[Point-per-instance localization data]
:::
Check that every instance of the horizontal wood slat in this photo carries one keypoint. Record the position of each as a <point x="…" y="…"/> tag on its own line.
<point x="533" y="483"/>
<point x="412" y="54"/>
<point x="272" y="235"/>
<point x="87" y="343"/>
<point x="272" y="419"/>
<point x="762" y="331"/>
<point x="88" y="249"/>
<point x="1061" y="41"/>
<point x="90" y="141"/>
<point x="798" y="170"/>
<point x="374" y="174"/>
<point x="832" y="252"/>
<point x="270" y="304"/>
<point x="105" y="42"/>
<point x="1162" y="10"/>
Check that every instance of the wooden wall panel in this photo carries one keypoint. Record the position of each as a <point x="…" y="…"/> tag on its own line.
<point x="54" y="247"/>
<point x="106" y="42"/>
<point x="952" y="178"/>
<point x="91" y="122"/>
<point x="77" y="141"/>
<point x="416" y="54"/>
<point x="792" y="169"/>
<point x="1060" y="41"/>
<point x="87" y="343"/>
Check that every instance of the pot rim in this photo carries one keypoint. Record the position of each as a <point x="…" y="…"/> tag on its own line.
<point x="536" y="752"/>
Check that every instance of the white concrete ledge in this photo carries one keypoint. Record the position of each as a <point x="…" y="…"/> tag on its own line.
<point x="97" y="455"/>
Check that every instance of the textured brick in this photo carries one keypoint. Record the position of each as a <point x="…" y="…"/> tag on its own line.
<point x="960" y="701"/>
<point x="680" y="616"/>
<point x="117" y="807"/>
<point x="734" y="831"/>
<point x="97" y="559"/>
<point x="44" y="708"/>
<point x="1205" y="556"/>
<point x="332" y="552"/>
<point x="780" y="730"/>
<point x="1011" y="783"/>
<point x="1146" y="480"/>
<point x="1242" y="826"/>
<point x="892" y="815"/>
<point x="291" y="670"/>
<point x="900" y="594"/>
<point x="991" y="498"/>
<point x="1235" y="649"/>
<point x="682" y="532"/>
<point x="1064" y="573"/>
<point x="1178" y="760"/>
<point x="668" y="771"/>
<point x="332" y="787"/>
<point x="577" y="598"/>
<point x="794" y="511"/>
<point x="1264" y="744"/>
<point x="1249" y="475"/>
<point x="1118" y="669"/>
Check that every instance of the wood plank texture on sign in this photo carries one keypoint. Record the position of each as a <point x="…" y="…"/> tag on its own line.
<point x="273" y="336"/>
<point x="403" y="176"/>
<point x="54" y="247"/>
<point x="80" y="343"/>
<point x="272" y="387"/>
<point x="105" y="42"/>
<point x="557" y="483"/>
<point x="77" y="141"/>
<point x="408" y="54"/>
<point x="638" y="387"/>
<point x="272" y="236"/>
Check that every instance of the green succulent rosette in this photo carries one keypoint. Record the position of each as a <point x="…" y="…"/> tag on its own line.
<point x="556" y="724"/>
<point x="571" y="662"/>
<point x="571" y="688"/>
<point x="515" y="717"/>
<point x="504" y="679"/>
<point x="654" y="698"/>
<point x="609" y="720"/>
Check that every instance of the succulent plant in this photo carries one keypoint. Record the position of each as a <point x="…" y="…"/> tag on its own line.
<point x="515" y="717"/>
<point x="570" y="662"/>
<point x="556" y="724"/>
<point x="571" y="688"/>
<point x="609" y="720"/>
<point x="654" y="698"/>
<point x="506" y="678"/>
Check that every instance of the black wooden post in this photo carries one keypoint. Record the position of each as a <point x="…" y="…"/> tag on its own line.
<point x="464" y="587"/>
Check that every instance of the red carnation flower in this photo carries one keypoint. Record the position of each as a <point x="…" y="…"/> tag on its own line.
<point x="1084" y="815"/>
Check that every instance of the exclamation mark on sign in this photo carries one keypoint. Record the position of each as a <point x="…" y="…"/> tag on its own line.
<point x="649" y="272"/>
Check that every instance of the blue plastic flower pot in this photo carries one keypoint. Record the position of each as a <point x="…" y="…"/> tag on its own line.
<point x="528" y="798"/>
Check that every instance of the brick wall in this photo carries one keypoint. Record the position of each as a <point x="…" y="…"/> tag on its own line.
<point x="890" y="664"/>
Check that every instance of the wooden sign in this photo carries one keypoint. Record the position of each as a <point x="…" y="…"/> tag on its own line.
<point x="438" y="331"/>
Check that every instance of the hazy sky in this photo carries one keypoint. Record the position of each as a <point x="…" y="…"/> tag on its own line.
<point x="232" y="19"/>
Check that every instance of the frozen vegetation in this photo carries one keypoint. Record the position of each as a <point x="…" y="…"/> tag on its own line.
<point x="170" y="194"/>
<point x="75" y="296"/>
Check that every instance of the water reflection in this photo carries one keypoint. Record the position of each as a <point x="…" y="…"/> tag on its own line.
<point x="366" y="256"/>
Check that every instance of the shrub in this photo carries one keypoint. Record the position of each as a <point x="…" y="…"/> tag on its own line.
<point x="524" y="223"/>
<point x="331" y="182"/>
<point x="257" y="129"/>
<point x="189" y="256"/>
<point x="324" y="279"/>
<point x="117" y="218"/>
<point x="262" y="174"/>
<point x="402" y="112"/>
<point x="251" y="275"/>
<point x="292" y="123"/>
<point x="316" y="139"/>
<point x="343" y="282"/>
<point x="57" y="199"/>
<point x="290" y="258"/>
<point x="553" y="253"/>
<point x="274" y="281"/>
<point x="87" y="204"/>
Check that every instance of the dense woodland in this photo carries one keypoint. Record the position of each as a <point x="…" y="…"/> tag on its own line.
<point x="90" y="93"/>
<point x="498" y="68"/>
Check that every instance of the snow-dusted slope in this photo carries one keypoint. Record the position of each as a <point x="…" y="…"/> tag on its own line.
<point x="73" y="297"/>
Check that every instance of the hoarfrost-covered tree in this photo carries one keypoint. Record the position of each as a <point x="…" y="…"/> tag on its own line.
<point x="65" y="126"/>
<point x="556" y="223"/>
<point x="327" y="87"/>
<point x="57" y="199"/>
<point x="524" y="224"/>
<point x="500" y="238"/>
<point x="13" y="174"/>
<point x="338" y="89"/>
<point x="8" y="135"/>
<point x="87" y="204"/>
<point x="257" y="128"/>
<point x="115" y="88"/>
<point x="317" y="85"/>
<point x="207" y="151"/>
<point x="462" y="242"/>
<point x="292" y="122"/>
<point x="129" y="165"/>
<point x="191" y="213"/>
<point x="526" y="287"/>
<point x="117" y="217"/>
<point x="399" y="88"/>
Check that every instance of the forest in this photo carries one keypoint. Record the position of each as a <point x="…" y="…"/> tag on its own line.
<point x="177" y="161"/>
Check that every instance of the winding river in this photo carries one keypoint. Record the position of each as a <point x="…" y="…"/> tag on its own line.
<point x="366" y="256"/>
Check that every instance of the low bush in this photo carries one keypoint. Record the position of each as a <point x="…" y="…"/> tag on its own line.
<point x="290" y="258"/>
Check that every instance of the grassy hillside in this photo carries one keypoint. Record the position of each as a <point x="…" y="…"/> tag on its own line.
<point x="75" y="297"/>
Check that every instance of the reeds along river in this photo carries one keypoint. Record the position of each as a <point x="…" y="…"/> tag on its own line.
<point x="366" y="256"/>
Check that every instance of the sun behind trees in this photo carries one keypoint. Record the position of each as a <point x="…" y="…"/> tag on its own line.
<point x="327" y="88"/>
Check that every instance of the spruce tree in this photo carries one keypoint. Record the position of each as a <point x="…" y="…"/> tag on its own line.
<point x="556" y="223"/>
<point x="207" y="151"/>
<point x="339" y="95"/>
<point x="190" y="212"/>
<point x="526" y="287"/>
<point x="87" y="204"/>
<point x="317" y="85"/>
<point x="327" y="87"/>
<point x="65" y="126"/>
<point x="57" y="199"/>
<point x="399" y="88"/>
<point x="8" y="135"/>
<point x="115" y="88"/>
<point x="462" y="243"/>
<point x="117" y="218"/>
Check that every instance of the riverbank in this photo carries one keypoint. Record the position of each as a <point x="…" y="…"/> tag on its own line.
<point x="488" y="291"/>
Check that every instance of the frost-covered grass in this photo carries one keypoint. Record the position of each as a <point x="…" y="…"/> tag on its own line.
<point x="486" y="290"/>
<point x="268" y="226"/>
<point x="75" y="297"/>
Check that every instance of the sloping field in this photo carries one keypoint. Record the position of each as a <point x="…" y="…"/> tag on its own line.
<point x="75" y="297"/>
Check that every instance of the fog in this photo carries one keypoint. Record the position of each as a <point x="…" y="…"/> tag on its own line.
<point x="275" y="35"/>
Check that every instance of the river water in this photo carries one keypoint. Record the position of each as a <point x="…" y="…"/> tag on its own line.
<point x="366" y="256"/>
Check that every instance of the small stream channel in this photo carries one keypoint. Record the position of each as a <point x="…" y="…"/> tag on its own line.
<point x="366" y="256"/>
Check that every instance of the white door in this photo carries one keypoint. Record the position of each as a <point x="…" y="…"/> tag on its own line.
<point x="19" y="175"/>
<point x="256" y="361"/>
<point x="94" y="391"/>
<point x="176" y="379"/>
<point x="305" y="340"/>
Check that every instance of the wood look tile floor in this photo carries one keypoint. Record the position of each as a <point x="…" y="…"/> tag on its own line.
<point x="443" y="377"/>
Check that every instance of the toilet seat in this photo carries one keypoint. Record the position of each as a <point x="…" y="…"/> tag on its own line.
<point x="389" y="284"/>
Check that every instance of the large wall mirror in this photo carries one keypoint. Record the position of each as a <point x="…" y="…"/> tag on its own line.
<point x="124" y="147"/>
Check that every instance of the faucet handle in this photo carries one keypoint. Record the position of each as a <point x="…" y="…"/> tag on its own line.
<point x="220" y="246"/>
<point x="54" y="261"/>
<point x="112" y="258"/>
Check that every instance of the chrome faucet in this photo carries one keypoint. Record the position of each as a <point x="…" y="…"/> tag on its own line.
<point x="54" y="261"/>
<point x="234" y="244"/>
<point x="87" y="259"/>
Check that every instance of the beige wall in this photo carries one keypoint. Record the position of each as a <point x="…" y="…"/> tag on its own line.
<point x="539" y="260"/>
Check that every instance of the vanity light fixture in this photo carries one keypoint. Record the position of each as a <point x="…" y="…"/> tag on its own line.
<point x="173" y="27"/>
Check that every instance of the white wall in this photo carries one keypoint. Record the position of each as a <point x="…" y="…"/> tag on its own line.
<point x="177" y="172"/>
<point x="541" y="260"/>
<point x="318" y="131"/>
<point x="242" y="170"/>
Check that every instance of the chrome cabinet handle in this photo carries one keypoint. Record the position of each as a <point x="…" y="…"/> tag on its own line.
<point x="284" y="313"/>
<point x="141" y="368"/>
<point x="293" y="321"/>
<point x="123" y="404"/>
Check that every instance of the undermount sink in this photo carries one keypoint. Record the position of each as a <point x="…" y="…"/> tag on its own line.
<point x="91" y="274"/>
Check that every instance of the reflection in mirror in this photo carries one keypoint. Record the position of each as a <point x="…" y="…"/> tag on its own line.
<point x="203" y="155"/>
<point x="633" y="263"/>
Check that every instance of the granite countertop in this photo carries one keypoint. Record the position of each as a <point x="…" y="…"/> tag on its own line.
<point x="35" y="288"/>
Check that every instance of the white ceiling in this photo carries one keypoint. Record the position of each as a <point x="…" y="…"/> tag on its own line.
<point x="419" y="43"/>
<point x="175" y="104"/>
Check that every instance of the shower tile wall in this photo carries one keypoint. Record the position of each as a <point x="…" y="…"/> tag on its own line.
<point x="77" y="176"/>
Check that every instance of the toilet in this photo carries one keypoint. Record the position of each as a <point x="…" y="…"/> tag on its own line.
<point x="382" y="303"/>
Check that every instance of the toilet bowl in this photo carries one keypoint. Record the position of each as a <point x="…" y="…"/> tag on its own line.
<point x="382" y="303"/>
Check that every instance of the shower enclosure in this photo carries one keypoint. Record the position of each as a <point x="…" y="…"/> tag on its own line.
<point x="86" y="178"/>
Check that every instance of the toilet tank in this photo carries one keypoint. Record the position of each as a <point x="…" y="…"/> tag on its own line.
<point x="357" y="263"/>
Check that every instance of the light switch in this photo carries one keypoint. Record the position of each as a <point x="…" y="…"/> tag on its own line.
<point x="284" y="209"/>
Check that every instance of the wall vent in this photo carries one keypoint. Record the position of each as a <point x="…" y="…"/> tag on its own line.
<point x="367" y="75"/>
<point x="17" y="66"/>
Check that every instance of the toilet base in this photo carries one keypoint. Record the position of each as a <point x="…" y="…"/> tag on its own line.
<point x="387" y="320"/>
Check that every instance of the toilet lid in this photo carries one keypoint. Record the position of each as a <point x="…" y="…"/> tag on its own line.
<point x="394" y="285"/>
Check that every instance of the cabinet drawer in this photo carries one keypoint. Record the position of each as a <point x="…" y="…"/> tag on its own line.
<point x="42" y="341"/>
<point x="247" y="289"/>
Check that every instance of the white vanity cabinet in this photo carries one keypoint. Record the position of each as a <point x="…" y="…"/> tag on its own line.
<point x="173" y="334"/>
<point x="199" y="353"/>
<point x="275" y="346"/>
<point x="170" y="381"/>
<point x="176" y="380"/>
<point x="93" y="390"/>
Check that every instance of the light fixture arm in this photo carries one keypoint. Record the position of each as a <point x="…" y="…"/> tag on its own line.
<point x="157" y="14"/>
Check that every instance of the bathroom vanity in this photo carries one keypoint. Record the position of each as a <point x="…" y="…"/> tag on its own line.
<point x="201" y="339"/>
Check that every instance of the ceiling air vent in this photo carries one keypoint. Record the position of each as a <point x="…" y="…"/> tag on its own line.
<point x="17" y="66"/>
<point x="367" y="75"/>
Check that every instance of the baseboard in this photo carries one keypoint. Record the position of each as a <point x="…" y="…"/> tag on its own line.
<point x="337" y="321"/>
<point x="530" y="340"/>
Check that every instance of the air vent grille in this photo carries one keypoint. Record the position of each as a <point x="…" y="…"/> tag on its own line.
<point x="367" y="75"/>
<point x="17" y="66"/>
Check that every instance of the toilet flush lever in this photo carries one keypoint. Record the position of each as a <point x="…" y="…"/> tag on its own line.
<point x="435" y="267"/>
:::
▶ [Directions for this task]
Exactly the lines from the one containing "Check that every instance of the bathroom" through the end of the entries above must be output, and no others.

▶ [Exercise output]
Check that every instance of the bathroom vanity in this photo carries one keypoint. Record the position of each as a <point x="…" y="…"/> tag on its own line.
<point x="201" y="339"/>
Check that every instance of the ceiling air vent in this photo carries one keypoint. Record the position of each as a <point x="…" y="…"/> tag on its own line.
<point x="17" y="66"/>
<point x="367" y="75"/>
Check that every instance of the baseboard in this photo carries one keypoint. Record the position of each as a <point x="…" y="…"/> tag on its own line.
<point x="337" y="321"/>
<point x="530" y="340"/>
Check that every instance of the air vent grille in this photo carries one keypoint. Record the position of each as a <point x="…" y="…"/> tag on its own line.
<point x="367" y="75"/>
<point x="17" y="66"/>
Check that every instance of the toilet flush lever in this photo carries one keypoint. Record the position of each as a <point x="…" y="…"/> tag on its own line.
<point x="435" y="267"/>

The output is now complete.